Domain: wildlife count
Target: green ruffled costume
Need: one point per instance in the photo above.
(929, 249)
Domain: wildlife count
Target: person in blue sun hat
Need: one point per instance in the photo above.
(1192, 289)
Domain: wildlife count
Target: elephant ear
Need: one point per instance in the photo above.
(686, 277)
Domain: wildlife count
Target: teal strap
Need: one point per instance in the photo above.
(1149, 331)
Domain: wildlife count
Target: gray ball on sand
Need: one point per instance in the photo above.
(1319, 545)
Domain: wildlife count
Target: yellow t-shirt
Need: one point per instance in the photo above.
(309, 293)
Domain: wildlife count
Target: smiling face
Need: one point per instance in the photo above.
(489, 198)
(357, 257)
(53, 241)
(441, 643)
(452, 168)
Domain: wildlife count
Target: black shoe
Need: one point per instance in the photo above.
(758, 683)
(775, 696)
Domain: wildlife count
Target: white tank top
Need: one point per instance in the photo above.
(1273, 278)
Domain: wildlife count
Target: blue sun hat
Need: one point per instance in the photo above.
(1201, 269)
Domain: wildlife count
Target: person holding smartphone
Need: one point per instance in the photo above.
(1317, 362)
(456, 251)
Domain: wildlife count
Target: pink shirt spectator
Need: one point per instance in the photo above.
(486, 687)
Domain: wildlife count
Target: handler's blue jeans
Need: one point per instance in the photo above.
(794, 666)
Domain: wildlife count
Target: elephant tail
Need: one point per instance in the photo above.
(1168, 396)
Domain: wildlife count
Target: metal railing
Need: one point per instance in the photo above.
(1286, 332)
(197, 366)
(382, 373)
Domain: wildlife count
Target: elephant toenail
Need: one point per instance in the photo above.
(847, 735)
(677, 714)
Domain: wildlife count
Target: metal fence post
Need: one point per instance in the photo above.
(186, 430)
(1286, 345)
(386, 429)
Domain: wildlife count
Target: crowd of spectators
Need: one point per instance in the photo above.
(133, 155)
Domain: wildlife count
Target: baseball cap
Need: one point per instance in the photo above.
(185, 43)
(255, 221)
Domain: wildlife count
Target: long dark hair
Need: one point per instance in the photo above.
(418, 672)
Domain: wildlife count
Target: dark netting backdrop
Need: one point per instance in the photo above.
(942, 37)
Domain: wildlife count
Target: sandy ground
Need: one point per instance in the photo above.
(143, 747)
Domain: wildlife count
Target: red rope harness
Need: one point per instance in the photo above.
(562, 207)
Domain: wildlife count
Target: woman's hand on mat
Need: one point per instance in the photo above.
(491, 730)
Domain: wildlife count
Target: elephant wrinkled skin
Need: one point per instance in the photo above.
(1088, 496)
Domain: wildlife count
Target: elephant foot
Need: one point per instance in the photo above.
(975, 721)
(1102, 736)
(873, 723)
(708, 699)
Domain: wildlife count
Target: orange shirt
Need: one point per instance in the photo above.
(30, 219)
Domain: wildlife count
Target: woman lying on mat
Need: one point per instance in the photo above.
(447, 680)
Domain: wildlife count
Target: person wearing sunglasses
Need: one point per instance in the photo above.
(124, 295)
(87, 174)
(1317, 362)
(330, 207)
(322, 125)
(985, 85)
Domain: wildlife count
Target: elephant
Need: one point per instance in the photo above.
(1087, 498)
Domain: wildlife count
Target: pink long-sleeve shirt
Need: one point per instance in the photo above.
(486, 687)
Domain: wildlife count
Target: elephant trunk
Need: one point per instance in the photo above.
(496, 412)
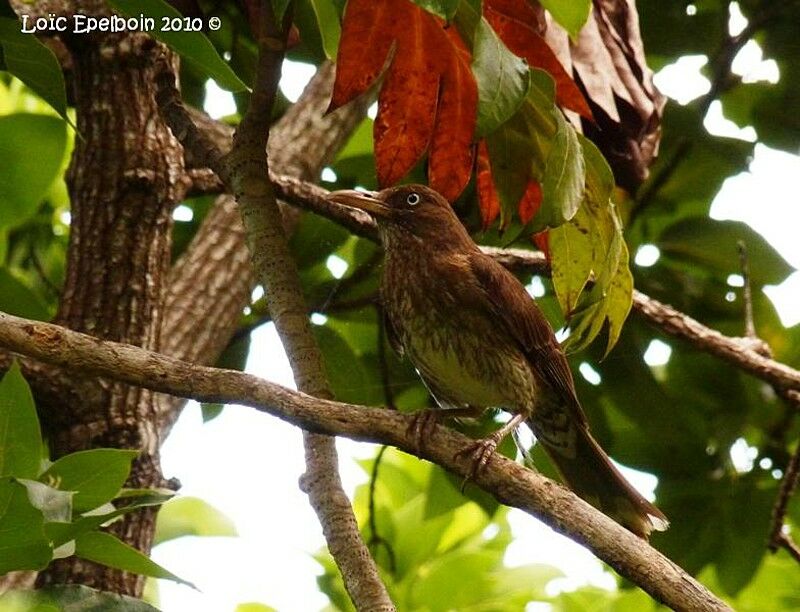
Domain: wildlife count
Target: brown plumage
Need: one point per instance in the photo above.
(478, 340)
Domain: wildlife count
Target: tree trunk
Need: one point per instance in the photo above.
(125, 177)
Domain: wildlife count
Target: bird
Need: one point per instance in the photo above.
(478, 341)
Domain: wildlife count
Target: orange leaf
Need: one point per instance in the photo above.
(488, 199)
(406, 107)
(451, 159)
(363, 47)
(541, 241)
(516, 23)
(429, 99)
(530, 202)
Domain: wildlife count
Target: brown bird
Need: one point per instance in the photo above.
(478, 340)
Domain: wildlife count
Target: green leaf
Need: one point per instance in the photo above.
(71, 598)
(446, 9)
(570, 14)
(714, 245)
(33, 63)
(95, 475)
(54, 504)
(571, 259)
(192, 46)
(503, 79)
(210, 411)
(20, 437)
(345, 370)
(191, 516)
(108, 550)
(31, 151)
(254, 607)
(23, 545)
(329, 27)
(61, 533)
(18, 299)
(564, 178)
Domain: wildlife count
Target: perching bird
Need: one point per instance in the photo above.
(478, 340)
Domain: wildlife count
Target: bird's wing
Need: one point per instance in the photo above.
(391, 333)
(523, 320)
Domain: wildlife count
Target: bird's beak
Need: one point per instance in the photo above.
(362, 200)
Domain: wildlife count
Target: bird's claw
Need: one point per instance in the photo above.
(422, 426)
(480, 452)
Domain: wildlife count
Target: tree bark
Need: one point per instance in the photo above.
(211, 282)
(511, 483)
(124, 179)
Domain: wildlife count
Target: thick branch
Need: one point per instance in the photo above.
(511, 483)
(244, 171)
(212, 281)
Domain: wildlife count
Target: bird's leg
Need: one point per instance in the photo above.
(424, 422)
(481, 450)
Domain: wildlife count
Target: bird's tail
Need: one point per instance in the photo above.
(588, 471)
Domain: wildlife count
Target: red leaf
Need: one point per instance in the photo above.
(515, 21)
(452, 152)
(363, 46)
(541, 241)
(488, 199)
(429, 98)
(403, 130)
(530, 202)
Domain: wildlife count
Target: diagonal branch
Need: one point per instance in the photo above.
(245, 172)
(741, 352)
(511, 483)
(211, 282)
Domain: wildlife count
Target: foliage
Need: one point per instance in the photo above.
(53, 510)
(535, 172)
(423, 533)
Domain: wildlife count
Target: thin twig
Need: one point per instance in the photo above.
(738, 351)
(383, 362)
(375, 538)
(511, 483)
(747, 293)
(244, 170)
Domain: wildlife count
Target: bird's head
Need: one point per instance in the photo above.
(407, 211)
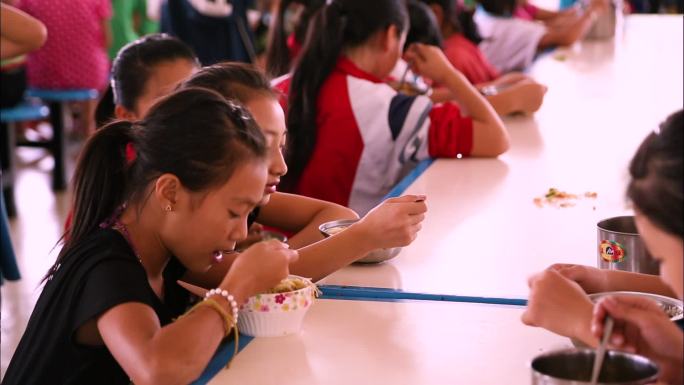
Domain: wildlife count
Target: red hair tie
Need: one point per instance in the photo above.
(130, 153)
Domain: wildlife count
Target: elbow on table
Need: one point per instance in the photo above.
(164, 372)
(492, 140)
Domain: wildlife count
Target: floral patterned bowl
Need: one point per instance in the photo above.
(280, 313)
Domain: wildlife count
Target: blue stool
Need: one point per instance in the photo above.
(56, 100)
(8, 117)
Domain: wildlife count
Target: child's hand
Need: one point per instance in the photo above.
(642, 327)
(591, 279)
(559, 305)
(260, 267)
(253, 236)
(429, 62)
(395, 222)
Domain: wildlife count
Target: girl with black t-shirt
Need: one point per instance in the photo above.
(155, 201)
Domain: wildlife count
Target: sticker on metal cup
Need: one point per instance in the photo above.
(612, 251)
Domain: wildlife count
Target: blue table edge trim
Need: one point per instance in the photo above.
(225, 350)
(223, 354)
(356, 293)
(409, 179)
(391, 295)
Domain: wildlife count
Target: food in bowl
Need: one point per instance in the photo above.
(292, 283)
(280, 311)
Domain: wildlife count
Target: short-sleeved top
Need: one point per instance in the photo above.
(467, 58)
(510, 44)
(368, 137)
(74, 55)
(123, 30)
(94, 276)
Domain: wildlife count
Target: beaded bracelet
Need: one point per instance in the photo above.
(229, 297)
(230, 323)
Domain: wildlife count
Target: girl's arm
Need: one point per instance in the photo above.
(594, 280)
(393, 223)
(301, 215)
(178, 353)
(575, 28)
(525, 96)
(489, 135)
(19, 32)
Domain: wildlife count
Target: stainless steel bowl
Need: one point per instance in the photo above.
(573, 367)
(620, 247)
(671, 306)
(375, 256)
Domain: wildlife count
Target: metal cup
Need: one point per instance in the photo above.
(573, 367)
(620, 247)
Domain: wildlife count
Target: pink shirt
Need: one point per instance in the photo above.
(467, 58)
(74, 55)
(526, 12)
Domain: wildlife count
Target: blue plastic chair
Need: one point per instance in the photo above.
(29, 110)
(56, 100)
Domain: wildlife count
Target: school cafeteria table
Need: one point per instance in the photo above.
(483, 235)
(422, 342)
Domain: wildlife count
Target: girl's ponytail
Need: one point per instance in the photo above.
(339, 25)
(104, 113)
(101, 179)
(277, 53)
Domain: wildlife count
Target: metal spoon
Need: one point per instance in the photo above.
(601, 351)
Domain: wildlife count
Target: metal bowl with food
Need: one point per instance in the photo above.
(671, 306)
(574, 367)
(376, 256)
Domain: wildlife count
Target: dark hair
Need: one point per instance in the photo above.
(459, 18)
(278, 59)
(656, 187)
(499, 7)
(424, 28)
(194, 133)
(234, 81)
(132, 68)
(339, 25)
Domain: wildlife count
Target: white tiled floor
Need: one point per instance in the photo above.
(34, 233)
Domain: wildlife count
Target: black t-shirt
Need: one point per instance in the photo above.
(95, 276)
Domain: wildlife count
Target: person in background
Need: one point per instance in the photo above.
(129, 21)
(111, 299)
(217, 30)
(143, 71)
(391, 224)
(75, 53)
(455, 32)
(558, 300)
(352, 137)
(20, 34)
(512, 43)
(288, 31)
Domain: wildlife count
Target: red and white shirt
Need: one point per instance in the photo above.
(369, 137)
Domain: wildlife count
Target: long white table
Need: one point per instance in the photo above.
(423, 342)
(483, 235)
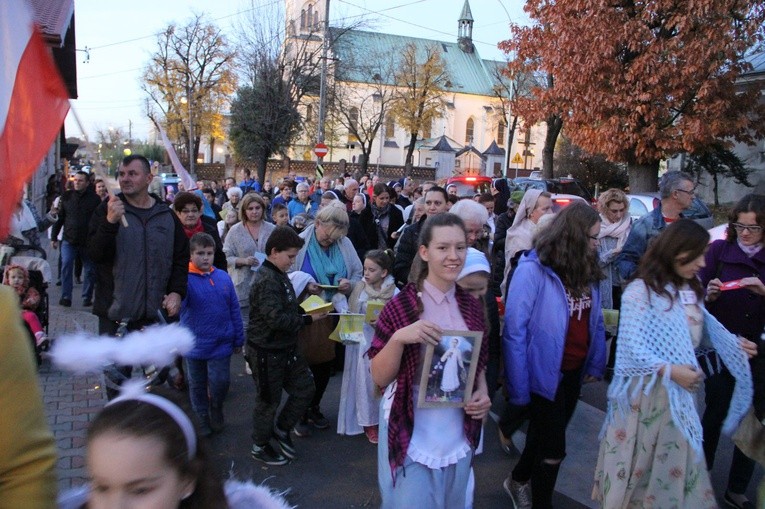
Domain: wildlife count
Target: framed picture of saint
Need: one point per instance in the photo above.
(448, 370)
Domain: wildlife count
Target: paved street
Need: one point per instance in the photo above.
(331, 471)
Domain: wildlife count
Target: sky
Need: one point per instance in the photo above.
(120, 36)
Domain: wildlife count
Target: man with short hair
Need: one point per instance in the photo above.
(323, 187)
(248, 184)
(405, 196)
(74, 213)
(676, 190)
(141, 253)
(406, 247)
(301, 204)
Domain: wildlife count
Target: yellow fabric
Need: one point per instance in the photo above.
(27, 449)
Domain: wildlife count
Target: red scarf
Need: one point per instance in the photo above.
(199, 228)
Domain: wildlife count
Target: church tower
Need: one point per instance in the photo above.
(465, 29)
(304, 17)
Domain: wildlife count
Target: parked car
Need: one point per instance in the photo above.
(564, 191)
(643, 203)
(469, 186)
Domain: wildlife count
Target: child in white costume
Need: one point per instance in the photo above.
(359, 406)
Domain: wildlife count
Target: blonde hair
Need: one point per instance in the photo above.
(610, 195)
(334, 214)
(246, 201)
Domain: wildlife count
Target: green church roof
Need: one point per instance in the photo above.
(358, 53)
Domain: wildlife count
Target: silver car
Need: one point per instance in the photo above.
(643, 203)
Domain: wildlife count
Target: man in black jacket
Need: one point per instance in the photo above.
(406, 247)
(75, 210)
(140, 251)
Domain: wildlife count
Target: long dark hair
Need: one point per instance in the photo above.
(564, 246)
(657, 266)
(140, 419)
(419, 270)
(749, 203)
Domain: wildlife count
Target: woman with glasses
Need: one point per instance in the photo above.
(330, 258)
(188, 208)
(245, 248)
(554, 340)
(740, 257)
(650, 450)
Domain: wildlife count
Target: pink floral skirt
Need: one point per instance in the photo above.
(646, 462)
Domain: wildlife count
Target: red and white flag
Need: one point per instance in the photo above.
(33, 103)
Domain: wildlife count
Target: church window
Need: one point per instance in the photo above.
(353, 120)
(390, 127)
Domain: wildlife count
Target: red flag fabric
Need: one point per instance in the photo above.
(33, 103)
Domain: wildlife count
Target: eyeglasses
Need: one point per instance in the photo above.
(752, 228)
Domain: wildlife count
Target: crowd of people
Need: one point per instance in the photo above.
(503, 292)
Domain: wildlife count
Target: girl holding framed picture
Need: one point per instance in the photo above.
(434, 447)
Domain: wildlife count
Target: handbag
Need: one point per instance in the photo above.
(750, 437)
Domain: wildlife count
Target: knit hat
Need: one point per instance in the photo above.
(475, 261)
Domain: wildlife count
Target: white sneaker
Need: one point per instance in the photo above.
(520, 493)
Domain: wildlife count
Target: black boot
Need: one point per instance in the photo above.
(543, 478)
(216, 418)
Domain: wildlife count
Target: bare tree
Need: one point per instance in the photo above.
(283, 66)
(361, 110)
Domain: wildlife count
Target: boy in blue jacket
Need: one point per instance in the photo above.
(211, 311)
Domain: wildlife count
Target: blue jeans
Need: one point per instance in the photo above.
(68, 254)
(208, 381)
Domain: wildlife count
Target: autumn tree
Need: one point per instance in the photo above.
(361, 110)
(420, 78)
(641, 81)
(718, 162)
(593, 171)
(190, 79)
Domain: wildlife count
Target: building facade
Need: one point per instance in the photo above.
(361, 77)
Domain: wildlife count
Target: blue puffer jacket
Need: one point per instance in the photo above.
(536, 323)
(211, 311)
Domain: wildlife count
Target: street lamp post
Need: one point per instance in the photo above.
(192, 151)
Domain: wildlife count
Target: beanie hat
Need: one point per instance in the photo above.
(475, 261)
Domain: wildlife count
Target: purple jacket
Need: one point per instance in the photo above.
(536, 324)
(740, 311)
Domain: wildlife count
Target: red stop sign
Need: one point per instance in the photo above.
(320, 150)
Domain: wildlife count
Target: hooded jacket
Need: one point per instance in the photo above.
(536, 325)
(138, 265)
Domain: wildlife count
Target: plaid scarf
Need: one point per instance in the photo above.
(401, 311)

AIM: List every line in the rows above that contains the word "elephant". Case counts.

PROBLEM SOLUTION:
Target: elephant ear
Target: elephant tail
Target: elephant toenail
Target: elephant wrinkled skin
Target: elephant foot
Target: elephant
Target: elephant trunk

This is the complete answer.